--- BEGIN Data excerpts ---
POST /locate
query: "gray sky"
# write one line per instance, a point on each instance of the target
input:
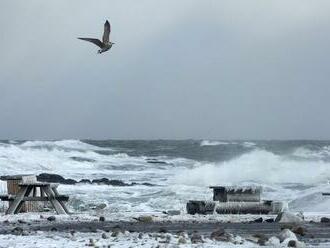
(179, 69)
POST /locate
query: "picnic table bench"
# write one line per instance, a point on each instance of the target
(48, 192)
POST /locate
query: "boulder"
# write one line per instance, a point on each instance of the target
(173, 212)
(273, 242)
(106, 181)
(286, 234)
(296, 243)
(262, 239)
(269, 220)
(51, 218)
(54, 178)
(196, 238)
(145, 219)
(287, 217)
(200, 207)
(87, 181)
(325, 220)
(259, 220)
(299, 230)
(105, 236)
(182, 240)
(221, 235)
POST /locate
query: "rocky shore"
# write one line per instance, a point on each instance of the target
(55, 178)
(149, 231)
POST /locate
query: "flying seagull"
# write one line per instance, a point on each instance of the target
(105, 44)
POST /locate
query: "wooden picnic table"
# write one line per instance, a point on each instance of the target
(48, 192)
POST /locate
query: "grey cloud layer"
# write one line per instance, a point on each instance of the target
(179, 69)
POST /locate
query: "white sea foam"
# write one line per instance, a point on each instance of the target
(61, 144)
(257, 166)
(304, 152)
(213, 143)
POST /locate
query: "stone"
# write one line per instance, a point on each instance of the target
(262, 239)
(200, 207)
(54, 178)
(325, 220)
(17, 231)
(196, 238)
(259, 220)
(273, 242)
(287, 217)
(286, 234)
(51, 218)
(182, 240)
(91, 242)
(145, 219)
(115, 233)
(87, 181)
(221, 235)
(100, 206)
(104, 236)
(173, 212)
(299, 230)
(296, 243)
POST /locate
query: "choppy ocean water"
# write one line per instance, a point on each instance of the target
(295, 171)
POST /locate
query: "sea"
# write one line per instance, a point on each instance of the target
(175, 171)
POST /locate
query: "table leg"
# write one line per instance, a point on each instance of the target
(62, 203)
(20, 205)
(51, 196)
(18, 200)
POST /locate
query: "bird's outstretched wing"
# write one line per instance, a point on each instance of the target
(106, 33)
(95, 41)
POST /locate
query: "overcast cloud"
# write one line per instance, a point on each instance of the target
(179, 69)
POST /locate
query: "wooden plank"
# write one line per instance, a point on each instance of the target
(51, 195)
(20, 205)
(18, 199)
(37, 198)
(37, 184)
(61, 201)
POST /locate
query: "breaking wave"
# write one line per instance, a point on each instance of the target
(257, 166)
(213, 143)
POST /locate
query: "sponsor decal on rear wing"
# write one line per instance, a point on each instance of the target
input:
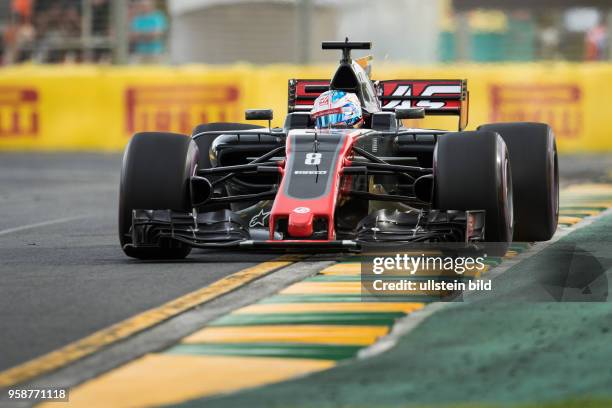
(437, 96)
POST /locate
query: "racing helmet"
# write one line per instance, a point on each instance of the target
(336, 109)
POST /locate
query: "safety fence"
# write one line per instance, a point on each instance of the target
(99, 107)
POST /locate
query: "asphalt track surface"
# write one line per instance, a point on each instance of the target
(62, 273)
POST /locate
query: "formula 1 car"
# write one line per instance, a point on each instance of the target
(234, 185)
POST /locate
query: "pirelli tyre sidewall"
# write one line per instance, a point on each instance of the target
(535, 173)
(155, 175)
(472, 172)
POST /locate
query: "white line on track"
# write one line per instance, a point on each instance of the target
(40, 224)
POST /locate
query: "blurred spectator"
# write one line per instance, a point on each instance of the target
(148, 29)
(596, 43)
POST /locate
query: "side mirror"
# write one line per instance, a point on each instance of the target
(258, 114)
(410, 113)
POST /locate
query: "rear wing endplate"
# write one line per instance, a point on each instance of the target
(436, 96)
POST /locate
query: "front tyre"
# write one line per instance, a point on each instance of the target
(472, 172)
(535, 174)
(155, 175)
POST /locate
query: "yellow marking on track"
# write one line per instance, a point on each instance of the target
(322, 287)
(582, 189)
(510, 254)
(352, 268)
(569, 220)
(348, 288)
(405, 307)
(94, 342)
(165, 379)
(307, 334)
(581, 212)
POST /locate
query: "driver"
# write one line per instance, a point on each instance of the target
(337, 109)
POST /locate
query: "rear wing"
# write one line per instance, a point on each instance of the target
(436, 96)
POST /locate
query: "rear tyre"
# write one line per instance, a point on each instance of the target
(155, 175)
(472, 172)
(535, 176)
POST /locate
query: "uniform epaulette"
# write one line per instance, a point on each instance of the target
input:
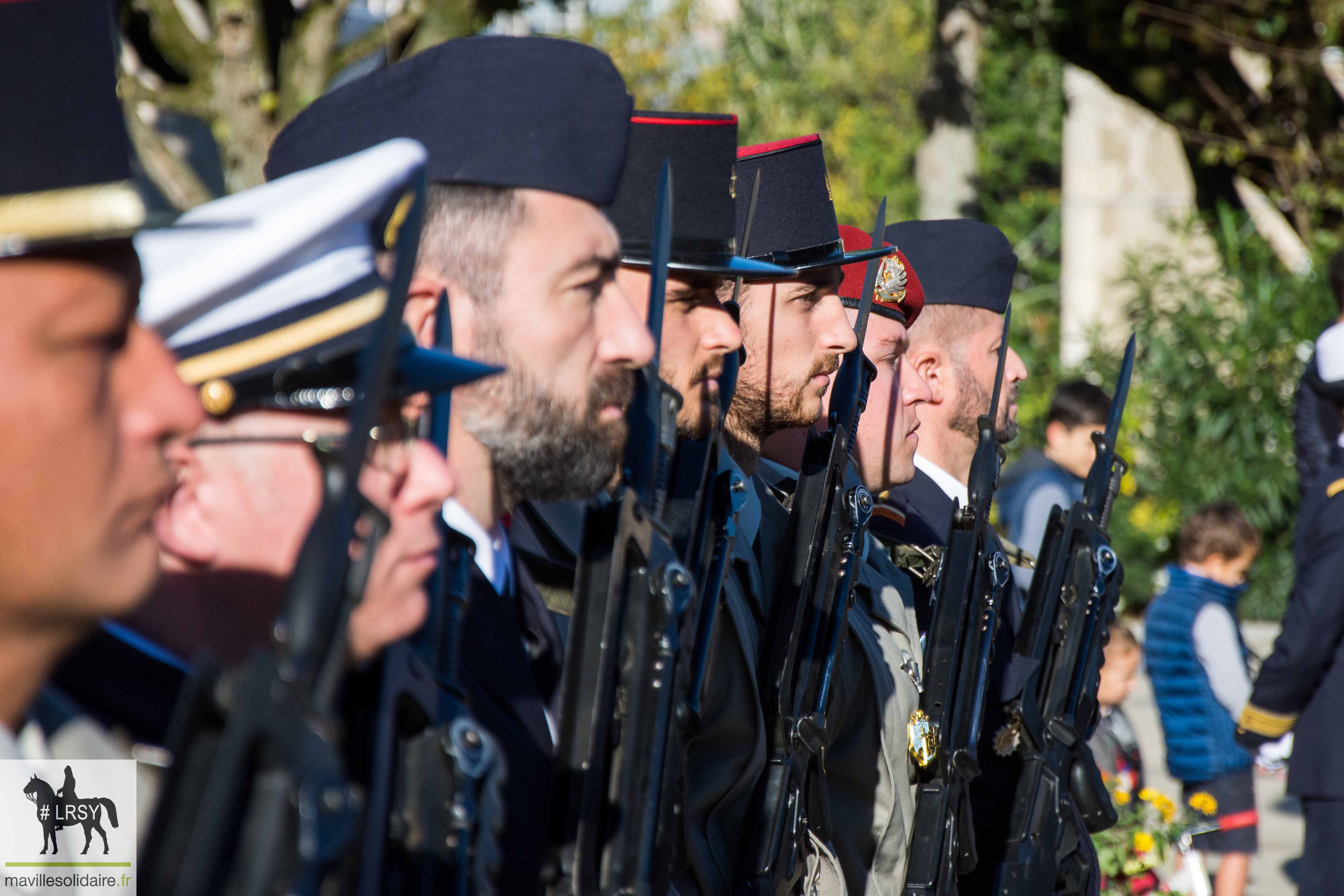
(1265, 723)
--- END Data excerpts ---
_Set problem_
Output each line exactly; omit every picture.

_Reply to the task_
POST /locate
query: "gray sky"
# write one line per instance, a point on each instance of the target
input:
(179, 69)
POST /locate
query: "picnic table bench"
# write one line per instance, a point on each instance of the target
(48, 192)
POST /locate
query: "boulder"
# write one line per instance, a point on each instance of the target
(173, 212)
(273, 242)
(106, 181)
(286, 234)
(296, 243)
(262, 239)
(269, 220)
(51, 218)
(54, 178)
(196, 238)
(145, 219)
(287, 217)
(200, 207)
(87, 181)
(325, 220)
(259, 220)
(299, 230)
(105, 236)
(182, 240)
(221, 235)
POST /locate
query: "rocky shore"
# write one line per instance, a point on each instance of the target
(55, 178)
(149, 231)
POST /locate
query: "flying seagull"
# write one line per instance, a point on each instance of the target
(105, 44)
POST /locate
query: "wooden picnic table"
# write one line per instance, a point on each instance of the target
(48, 192)
POST /locate
query: "grey cloud layer"
# write one line per instance, a point on each instance of the target
(179, 69)
POST /locate
query: "white sea foam"
# write one line per instance, a point on each instance of the target
(61, 144)
(257, 166)
(304, 152)
(213, 143)
POST /locate
query: "stone"
# write one line per instance, a point on each instance of the target
(262, 239)
(200, 207)
(54, 178)
(325, 220)
(17, 231)
(196, 238)
(259, 220)
(273, 242)
(287, 217)
(286, 234)
(51, 218)
(182, 240)
(91, 242)
(145, 219)
(115, 233)
(87, 181)
(221, 235)
(100, 206)
(104, 236)
(173, 212)
(299, 230)
(296, 243)
POST /locate
query: "choppy ocean water"
# write one line per instance, a point on each instance of the target
(295, 171)
POST /locate
query: "sea"
# write one line per instance, a point on each instance of the target
(175, 171)
POST /locate
query: "table leg"
# write one line per instance, a point on each instance of the target
(62, 203)
(20, 205)
(51, 196)
(18, 200)
POST /locate
query: "bird's outstretched wing"
# write one line per instance, a point on each instance of the target
(106, 33)
(95, 41)
POST /locate
query: "overcast cloud"
# write one line per instance, a point on each instance of the target
(179, 69)
POST /locate
query: "wooden plank"
# write one line per instance, a point on each instance of the target
(51, 195)
(20, 205)
(18, 199)
(37, 198)
(37, 184)
(61, 201)
POST /locate
query: "breaking wave"
# write one line per instance, a point on each instance of the target
(257, 166)
(213, 143)
POST /locate
query: "sponsor decal on rear wing"
# write one line per instance, a point on each instance of the target
input:
(437, 96)
POST /locate
query: "racing helmet"
# write one line per instance, a point on each instance of the target
(336, 109)
POST /locate
query: "safety fence"
# write one line per instance, a point on each instance of the target
(99, 107)
POST /locate
query: "asphalt track surface"
# write one line per instance, a point on each instance of the target
(62, 273)
POST /locate
query: "formula 1 car"
# write one line per instance, a point on each instance of the target
(234, 185)
POST /locate
query: "pirelli tyre sidewall"
# write one line per instance, a point on each instance of the target
(535, 173)
(155, 175)
(472, 172)
POST /locate
query: "white line on track"
# write one line per instance, a point on each instance of the target
(40, 224)
POST /locate
query: "blurred spectator"
# write one line per instance, a point on each instance of the target
(148, 29)
(596, 43)
POST /locate
query: "side mirror"
# write one line per instance, a point on each instance of the target
(258, 114)
(410, 113)
POST /locate
query: "rear wing endplate"
# write one line per instance, a point on each instance of the target
(436, 96)
POST /locate
query: "front tyre"
# write one line per instance, a point on each instance of the target
(472, 172)
(535, 174)
(155, 175)
POST /locate
query: "yellow marking on track"
# write one line per instance, a point on each instance of the target
(322, 287)
(582, 189)
(510, 254)
(352, 268)
(569, 220)
(348, 288)
(405, 307)
(94, 342)
(165, 379)
(307, 334)
(581, 212)
POST /locate
query: "driver"
# write one line per instance, a point on each instance of the target
(337, 109)
POST /locate
query: "rear wing"
# write one line per instance, a point on each instance of the target
(436, 96)
POST /locate
query: "rear tyre"
# write one line per instance, a point on each instance of the target
(155, 175)
(472, 172)
(535, 176)
POST /locate
query: "uniform epaulette"
# write one line per instance, a point on each instance of the target
input:
(1265, 723)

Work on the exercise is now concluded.